Sound familiar? Swap James Rodriguez for David Beckham and the outgoing players for Xabi Alonso, Angel di Maria and Alvaro Morata and you have a description of this summer’s transfer dealings by the club.
On Friday, Perez was happily announcing that ‘for the third consecutive year, Forbes considers us the most valuable club in the world.’ This is an impressive feat, and Perez has played a massive part in making Madrid the money making giant that it is today. The Los Blancos president is a man who is driven by commercial success, but as he was announcing these financial results to the public he seemed completely oblivious to the fact they have come at the expense of the team.
As it was back in 2003, Real have been significantly weakened by their summer’s transfer business – despite large investment. Rodriguez and Toni Kroos would be welcomed into almost any team in the world, but were there signings really necessary? Madrid only started performing well last season when Isco was dropped and the team reverted to a 4-3-3, rather than the 4-2-3-1 with the young Spaniard behind Benzema. This gave Ronaldo and Bale extra space to exploit, as well as allowing them to come inside on their favoured foot. Rodriguez plays in the same position as Isco, and judging from Real’s first few games of the season, brings the same conundrum as his Spanish counterpart.
Di Maria’s departure came against both the player and manager Carlo Ancelotti’s wish. The Argentine was deemed expendable by Perez, despite his man of the match performance in the Champions League final. His departure was necessary in order to cover the Rodriguez and Kroos transfers, but the way Perez handled his exit rankles. Accusing the player of leaving the club for money, and falsely claiming he had offered di Maria a bumper contract, has seen the normal introverted Argentine brand his old president’s words ‘lies.’ Perez has form for doing this to players (more on that later).
One thing di Maria’s departure has done is cause players to speak out against the Galactico project, in a similiar way Zinedine Zidane did in 2003. When Perez took the decision to sell Makelele and buy Beckham, Zidane commented that ‘why put another layer of gold paint on the Bentley when you are losing the entire engine?’ Perez had criticised Makelele heavily when he left Madrid, leaving Makelele to say that ‘he (Perez) was not interested in me because I was not going to help sell any club shirts.’ It would seem he hit the nail on the head.

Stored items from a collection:
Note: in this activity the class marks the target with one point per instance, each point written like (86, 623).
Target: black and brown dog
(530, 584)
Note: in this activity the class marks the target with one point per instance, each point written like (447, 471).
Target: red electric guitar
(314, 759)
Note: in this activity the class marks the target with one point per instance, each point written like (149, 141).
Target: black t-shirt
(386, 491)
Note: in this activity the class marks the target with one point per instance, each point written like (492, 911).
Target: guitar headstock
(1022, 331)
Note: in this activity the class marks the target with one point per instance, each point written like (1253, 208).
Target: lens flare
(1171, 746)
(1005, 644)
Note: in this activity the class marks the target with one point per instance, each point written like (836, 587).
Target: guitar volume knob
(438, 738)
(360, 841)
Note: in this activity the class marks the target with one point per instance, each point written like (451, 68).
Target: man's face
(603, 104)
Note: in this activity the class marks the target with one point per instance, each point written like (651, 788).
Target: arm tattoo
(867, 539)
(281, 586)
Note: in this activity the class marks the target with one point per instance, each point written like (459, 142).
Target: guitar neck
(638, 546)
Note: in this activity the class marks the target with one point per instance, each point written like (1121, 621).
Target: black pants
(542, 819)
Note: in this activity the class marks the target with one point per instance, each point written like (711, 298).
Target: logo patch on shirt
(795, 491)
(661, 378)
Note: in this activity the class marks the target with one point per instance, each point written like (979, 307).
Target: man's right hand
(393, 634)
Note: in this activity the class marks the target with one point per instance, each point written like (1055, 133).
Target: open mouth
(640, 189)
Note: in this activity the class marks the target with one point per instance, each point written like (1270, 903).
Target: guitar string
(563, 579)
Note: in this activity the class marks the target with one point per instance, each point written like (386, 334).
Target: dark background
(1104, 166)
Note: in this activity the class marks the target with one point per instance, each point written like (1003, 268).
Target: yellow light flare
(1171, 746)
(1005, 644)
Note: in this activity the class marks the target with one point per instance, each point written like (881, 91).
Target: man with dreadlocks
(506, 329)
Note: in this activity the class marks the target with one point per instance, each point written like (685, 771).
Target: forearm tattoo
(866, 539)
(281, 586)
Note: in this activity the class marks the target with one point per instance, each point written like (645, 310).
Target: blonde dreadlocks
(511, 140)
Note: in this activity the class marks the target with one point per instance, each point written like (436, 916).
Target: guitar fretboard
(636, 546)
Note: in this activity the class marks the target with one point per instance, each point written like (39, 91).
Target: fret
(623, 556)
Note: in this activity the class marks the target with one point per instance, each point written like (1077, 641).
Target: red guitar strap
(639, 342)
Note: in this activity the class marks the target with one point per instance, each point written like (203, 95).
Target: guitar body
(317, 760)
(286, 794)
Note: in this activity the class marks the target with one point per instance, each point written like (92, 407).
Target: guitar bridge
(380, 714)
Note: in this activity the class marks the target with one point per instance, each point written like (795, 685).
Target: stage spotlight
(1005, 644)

#### PROBLEM TO SOLVE:
Repeat verbatim the portion of the article on Real Madrid's transfer dealings starting at "Sound familiar? Swap" and ending at "by the club.".

#### RESULT OF THE EXERCISE:
Sound familiar? Swap James Rodriguez for David Beckham and the outgoing players for Xabi Alonso, Angel di Maria and Alvaro Morata and you have a description of this summer’s transfer dealings by the club.